■ **Dataset records**
>>>

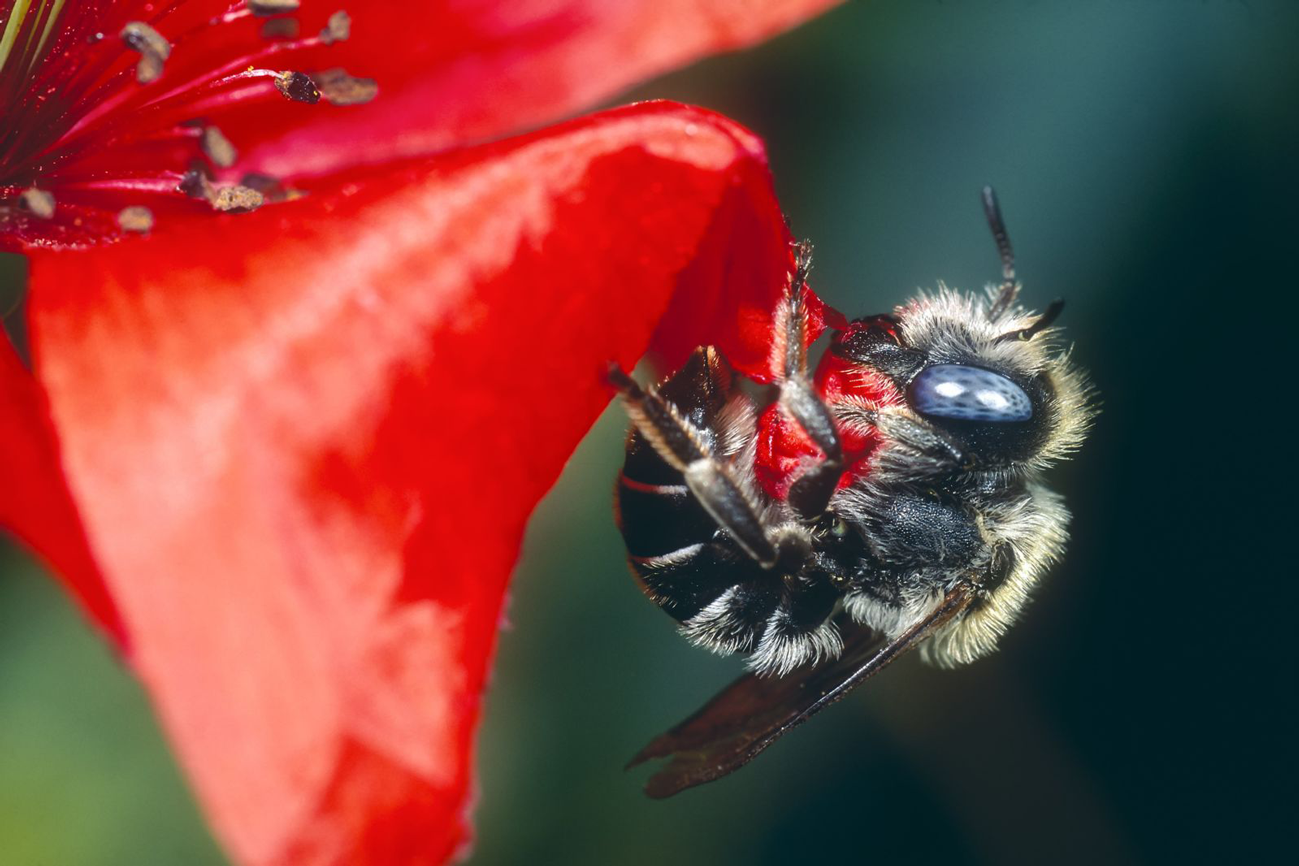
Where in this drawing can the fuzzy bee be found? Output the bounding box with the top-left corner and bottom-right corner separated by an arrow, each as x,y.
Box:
609,188 -> 1094,797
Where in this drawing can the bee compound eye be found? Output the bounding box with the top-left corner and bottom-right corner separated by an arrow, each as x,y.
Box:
907,364 -> 1033,422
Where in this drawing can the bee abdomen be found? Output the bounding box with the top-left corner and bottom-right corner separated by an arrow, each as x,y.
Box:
618,474 -> 717,557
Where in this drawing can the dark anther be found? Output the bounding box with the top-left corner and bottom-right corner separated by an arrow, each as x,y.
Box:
199,126 -> 239,169
321,9 -> 352,45
261,18 -> 301,39
117,205 -> 153,235
312,69 -> 379,105
121,21 -> 171,84
248,0 -> 303,18
995,299 -> 1064,343
175,169 -> 214,201
18,188 -> 55,219
275,71 -> 321,105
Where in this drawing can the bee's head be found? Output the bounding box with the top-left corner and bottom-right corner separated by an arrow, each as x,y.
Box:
834,188 -> 1092,469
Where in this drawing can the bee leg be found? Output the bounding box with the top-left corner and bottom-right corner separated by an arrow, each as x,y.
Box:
835,402 -> 970,471
778,243 -> 844,519
608,366 -> 779,566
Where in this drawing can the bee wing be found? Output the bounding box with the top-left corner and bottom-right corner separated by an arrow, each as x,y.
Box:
627,584 -> 972,798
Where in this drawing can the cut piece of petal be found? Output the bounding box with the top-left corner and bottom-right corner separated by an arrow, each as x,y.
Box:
12,104 -> 788,866
233,0 -> 839,178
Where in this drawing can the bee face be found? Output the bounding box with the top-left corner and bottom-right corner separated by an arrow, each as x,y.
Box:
831,286 -> 1090,470
611,190 -> 1091,796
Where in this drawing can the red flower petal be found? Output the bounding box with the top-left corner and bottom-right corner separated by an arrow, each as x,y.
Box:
0,104 -> 810,865
236,0 -> 839,178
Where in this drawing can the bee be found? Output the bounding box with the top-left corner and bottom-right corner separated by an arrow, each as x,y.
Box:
609,188 -> 1094,797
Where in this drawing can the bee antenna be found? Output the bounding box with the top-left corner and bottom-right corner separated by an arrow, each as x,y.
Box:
982,187 -> 1020,319
994,297 -> 1064,343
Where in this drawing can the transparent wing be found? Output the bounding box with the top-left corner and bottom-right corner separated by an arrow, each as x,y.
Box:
627,584 -> 970,798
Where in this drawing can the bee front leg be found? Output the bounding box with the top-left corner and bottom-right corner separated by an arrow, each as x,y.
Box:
608,366 -> 779,567
777,243 -> 844,519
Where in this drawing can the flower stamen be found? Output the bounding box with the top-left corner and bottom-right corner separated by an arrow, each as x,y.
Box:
0,0 -> 366,248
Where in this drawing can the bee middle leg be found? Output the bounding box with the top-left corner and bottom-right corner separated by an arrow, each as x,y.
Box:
777,243 -> 844,519
608,366 -> 779,567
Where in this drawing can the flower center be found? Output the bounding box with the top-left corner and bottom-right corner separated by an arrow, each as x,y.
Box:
0,0 -> 377,249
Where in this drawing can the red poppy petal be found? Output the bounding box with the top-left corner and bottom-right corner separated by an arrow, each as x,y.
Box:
0,342 -> 126,649
232,0 -> 839,178
0,104 -> 810,866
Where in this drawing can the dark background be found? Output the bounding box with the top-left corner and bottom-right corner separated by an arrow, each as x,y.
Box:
0,0 -> 1299,866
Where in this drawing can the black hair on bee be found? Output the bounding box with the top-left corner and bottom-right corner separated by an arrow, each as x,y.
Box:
609,188 -> 1094,796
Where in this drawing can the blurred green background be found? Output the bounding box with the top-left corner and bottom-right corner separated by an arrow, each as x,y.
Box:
0,0 -> 1299,866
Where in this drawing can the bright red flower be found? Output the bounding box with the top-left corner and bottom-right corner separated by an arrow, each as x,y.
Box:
0,0 -> 829,865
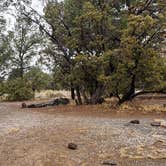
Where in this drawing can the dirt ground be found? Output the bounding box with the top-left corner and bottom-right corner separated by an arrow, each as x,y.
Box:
0,101 -> 166,166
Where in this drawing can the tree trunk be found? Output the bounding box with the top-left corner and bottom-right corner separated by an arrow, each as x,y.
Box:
90,86 -> 104,104
82,90 -> 89,104
76,87 -> 82,105
119,75 -> 135,104
70,83 -> 75,100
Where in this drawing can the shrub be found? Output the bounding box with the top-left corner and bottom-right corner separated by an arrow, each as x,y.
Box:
5,78 -> 34,101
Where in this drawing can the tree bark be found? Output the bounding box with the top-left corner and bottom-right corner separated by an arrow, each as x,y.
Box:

<<<

■ **Stated task**
Starting at the first line of the items and ending at the line that contains "275,71 -> 321,105", both ends included, write out every line again in full, shifting each coordinate in the answers up by 24. Leave the pictures out.

■ **Solution**
Where in this drawing can the fuzzy bee be found? Output the bounding box with the top-left corner and bottom-right corner separated by an arrow, each as x,y.
Box:
633,212 -> 1118,821
Where in this drawing can the bee compound eye be found? Output the bounding box with the top-left corner and bottom-right corner separated by an arrow, each as x,y.
Box:
931,388 -> 1057,446
Where in this drawing can the bee abdomen be found? Output the bounding box with the top-left corner and bottom-right corner separated by an arrow, each as x,y.
Box:
642,498 -> 741,581
Where in this drawing can the dark anther be found? Output the bounding box with the top-left corner and bottom-right corner separated by an arrow, each as x,y.
Box:
223,150 -> 263,193
345,33 -> 376,69
285,42 -> 325,63
141,229 -> 177,259
336,93 -> 403,129
145,45 -> 195,108
272,24 -> 327,42
1019,323 -> 1088,367
199,193 -> 238,225
42,212 -> 79,243
299,95 -> 345,129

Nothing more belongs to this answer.